### Extrait présenté
+++

LE CREPUSCULE DES DIEUX

On pourrait considérer presque à juste titre que Casino est un film-carrière, une allégorie de toute l’œuvre de Martin Scorsese, tant les thèmes qui y sont abordés sont chéris par le cinéaste : mafia, grandeur, trahison, lutte du bien et du mal. Mais ce ne serait que piteusement rendre honneur à un tel chef d’œuvre. Casino, qui se déploie avec majesté sur trois heures – Scorsese avait peur qu’une durée moindre enlève à la « grandiloquence » de l’ensemble -, est un feu d’artifice permanent, une leçon stylistique magistrale et subjuguante. A l’origine, le roman de Nicholas Pileggi, passionné par l’histoire de la mafia américaine et la manière dont celle-ci a infiltré de manière invisible les centres névralgiques de l’argent et du pouvoir. Las Vegas, la Babylone US, était donc un choix logique. Pour composer Casino, il se fait rapporter quantité de témoignages des acteurs de l’époque-clé que sont les années 70 et fait de l’œuvre un fidèle reflet des grandes heures de la ville du péché. Pain béni pour Scorsese qui y voit un sujet idéal, plus démesuré et flamboyant encore que Les Affranchis, à l’occasion duquel il avait déjà collaboré avec Pileggi. La séquence d’ouverture (pré-générique et générique) donne le ton à une saga pharaonique, littéralement en détachant le film de la sphère matérielle : Sam Rothstein, projeté en l’air suite à l’explosion de sa voiture, tombe dans les limbes de Vegas figurés par les fragments des néons multicolores et hypnotiques. Ce sublime montage d’ouverture ciselé par Elaine et Saul Bass sur fond de Passion de Saint-Mathieu de Bach, n’est nul autre qu’un prologue opératique censé renseigner le spectateur sur le drame inexorable : Sam Rothstein termine sa chute inéluctable dans les flammes qui ont peu à peu recouvert les néons, son supplice s’achève en Enfer. Outre sa valeur prophétique, le générique condense également la trajectoire en arc de cercle que vont connaître les trois protagonistes de l’histoire : élévation, acmé, chute. Ainsi, Sam Rothstein, ex-bookmaker, deviendra gérant de casino, puis retournera griffonner des pages quadrillées à la fin de son règne. Ginger, poule de luxe qui épousera Sam, sera la femme la plus enviée de Las Vegas avant de sombrer dans la drogue et l’alcoolisme. Enfin, Nicky Santoro, effacera son passé de petite frappe en devenant la terreur de la ville, mais finira enterré vivant et trahi par les siens.

+++

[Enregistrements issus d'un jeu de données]
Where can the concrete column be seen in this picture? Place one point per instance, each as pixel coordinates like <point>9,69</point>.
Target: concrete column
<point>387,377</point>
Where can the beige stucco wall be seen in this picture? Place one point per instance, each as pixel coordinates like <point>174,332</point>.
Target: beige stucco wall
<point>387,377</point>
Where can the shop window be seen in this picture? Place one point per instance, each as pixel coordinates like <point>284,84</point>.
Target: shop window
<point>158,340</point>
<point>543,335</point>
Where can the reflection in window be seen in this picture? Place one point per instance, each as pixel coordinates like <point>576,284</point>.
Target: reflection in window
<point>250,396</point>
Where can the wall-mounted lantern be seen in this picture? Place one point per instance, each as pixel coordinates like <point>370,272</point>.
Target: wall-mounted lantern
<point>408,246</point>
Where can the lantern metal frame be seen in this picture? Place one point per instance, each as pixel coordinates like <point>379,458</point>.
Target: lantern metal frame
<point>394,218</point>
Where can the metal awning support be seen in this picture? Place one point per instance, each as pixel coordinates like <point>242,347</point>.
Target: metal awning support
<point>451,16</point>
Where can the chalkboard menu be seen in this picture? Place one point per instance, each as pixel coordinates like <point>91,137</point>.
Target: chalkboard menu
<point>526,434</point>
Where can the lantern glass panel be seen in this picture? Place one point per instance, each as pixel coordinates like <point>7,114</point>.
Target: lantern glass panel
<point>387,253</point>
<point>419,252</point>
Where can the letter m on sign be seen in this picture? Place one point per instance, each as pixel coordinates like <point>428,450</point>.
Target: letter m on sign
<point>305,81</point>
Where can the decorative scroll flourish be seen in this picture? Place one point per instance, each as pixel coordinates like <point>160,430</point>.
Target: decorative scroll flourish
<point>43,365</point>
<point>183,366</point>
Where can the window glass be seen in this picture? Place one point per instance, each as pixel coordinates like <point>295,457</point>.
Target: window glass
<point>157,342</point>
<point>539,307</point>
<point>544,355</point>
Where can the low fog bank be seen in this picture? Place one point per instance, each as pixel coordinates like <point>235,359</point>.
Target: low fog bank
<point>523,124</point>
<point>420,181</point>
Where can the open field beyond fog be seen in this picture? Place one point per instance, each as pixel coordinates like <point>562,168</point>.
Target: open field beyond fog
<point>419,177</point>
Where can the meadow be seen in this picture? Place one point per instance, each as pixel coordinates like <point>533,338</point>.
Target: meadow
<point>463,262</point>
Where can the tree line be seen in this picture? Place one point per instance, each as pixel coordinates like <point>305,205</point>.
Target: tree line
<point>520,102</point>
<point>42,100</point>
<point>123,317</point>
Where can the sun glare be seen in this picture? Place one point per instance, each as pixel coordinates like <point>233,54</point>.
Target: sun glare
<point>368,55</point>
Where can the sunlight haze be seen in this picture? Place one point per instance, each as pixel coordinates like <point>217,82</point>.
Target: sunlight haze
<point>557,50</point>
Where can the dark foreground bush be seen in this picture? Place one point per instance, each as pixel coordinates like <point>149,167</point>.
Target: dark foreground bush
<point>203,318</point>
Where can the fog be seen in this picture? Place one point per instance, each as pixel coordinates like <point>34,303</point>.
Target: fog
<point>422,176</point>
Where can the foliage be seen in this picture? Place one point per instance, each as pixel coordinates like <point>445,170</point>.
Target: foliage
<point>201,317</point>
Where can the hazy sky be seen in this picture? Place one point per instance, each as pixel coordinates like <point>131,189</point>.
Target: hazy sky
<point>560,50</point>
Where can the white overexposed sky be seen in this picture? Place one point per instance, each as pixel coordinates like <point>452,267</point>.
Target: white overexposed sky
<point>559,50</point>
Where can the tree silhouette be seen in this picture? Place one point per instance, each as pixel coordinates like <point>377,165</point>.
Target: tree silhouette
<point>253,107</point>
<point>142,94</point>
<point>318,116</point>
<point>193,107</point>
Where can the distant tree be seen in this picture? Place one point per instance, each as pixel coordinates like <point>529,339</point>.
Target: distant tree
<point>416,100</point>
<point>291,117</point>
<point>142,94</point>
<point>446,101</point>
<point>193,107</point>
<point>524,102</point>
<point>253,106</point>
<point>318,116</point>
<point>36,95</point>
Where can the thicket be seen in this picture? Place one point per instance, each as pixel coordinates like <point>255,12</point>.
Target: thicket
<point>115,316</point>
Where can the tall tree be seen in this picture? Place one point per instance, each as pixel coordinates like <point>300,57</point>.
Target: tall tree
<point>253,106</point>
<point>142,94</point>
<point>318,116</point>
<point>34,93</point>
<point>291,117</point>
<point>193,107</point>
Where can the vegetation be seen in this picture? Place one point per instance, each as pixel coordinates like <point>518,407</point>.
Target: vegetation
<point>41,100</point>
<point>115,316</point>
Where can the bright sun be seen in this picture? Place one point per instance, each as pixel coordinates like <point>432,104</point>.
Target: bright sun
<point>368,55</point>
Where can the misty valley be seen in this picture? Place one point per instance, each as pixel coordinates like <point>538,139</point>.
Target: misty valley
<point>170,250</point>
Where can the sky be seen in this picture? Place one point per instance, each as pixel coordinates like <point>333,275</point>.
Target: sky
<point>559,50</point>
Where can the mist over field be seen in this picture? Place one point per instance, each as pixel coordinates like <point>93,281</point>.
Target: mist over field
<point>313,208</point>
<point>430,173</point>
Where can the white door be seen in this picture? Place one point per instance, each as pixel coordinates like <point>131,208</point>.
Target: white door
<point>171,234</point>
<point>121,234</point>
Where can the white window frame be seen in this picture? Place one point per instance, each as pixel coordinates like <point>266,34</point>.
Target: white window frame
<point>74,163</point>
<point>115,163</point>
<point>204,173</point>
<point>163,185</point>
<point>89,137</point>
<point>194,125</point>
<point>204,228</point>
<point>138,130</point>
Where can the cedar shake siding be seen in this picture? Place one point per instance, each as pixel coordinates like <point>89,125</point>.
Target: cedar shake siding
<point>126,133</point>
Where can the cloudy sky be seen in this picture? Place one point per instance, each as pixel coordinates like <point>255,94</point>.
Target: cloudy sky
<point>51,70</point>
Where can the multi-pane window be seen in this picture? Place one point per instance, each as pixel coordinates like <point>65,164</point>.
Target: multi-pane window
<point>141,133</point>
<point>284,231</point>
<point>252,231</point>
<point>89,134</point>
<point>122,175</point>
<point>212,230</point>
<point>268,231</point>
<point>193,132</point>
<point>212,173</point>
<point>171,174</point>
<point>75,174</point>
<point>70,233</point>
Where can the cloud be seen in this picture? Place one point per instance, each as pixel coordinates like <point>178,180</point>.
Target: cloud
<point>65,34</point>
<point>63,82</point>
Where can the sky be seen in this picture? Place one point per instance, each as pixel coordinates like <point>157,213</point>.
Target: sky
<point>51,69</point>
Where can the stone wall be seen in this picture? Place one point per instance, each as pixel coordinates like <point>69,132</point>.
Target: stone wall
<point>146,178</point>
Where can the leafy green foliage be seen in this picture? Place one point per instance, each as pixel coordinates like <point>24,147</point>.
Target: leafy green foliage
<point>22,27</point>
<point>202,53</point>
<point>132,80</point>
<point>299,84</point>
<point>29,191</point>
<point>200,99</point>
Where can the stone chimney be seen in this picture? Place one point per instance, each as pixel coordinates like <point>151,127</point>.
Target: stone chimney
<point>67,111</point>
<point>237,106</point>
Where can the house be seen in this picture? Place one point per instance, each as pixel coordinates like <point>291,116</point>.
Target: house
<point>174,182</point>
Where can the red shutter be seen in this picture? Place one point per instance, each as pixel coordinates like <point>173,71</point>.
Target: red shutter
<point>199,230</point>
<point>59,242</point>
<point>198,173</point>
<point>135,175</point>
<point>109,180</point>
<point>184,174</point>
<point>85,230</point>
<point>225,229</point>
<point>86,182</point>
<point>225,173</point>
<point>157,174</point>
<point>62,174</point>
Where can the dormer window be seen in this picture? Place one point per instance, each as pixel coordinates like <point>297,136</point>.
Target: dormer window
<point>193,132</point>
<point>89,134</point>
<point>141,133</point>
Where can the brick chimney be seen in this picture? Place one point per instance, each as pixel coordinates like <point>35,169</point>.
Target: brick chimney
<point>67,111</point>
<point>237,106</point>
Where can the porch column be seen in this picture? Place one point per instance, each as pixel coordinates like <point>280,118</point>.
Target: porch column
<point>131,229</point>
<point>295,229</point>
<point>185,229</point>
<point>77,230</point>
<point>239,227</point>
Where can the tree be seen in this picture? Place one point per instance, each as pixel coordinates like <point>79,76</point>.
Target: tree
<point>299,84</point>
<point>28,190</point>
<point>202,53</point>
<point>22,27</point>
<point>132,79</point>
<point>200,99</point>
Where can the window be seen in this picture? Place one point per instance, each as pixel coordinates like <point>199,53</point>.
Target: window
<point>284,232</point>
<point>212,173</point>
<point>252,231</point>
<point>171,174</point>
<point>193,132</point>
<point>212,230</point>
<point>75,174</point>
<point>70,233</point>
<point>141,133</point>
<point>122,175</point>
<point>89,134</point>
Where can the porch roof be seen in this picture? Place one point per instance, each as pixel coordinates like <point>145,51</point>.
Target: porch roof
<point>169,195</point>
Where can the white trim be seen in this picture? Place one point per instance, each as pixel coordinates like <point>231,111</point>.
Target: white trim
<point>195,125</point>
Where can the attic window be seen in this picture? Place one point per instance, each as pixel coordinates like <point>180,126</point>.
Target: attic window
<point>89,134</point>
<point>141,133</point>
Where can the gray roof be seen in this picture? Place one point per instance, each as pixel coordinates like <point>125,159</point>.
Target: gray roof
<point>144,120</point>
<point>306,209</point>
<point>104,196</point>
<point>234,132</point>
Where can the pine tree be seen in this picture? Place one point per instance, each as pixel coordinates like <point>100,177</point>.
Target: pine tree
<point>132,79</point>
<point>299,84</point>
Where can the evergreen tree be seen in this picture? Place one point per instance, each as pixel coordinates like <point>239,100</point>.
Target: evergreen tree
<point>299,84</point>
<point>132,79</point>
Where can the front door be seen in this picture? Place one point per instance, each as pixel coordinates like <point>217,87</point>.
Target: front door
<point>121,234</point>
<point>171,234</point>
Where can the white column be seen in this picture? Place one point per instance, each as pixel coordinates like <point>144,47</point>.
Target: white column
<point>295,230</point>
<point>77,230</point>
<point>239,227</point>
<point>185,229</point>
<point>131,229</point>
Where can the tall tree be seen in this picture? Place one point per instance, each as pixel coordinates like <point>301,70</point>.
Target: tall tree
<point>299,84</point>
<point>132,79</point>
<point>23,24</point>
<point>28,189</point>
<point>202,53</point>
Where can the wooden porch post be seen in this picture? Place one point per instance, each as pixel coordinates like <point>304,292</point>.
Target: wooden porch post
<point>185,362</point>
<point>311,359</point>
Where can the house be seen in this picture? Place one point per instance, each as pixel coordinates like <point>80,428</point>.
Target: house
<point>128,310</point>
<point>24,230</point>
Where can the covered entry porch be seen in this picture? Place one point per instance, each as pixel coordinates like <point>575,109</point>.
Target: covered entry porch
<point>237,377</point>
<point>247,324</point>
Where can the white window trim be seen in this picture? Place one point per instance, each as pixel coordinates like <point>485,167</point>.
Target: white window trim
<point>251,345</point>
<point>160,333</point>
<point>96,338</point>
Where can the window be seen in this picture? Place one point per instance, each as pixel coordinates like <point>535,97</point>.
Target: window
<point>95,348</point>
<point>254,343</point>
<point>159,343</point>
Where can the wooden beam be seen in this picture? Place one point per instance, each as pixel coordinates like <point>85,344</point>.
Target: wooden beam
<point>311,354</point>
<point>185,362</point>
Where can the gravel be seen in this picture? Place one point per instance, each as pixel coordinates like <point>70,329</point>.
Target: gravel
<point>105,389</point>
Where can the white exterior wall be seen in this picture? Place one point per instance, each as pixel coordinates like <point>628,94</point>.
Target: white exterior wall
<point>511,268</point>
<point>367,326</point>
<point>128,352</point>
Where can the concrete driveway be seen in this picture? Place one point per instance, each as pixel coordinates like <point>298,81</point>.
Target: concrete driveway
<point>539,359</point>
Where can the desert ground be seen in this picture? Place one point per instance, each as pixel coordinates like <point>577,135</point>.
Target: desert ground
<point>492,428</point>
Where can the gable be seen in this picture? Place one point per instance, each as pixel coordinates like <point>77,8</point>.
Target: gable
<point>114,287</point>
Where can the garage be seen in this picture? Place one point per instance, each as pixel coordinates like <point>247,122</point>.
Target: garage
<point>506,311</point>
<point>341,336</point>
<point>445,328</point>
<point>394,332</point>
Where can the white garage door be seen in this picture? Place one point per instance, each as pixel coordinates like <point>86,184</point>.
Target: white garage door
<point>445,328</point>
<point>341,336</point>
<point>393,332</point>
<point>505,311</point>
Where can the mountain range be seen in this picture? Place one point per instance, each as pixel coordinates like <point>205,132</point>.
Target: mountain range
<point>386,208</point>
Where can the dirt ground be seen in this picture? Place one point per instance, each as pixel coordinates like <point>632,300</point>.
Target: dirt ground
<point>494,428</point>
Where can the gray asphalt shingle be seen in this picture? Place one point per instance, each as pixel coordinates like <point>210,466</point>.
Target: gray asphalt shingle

+++

### Problème à traiter
D'après le texte sur Casino, sur quelle œuvre musicale repose le montage d'ouverture ?

### Réponse à apporter
La Passion de Saint-Mathieu de Bach.